**Records for this task:**
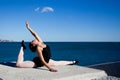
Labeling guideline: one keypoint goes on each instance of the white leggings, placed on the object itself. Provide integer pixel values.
(30, 64)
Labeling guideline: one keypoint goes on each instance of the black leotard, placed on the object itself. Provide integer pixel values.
(46, 54)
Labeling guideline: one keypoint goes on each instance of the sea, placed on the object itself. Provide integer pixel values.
(87, 53)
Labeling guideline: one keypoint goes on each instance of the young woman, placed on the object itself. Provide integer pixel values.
(43, 52)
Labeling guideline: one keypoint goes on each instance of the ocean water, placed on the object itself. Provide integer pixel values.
(88, 53)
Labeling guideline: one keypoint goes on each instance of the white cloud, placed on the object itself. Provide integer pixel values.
(47, 9)
(37, 9)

**Task description:**
Write out again, unchanged, every line from the line containing "the sea, placed" to the final line of the material above.

**Solution:**
Labeling guideline: one keypoint goes on each instance of the sea, placed on the object itself. Provide integer pixel values.
(87, 53)
Labeling guideline: one keypoint goes on each instance of the young woman, placed on the object itself. Provide integer pixel values.
(43, 52)
Labeling guideline: one keypoint goes on each instance of the ocean water, placed on the object itself. Provide integer pixel values.
(88, 53)
Labeling guideline: one keypoint goes on each instance of the white cloud, placed on the object itself. Provide integer pixel values.
(47, 9)
(37, 9)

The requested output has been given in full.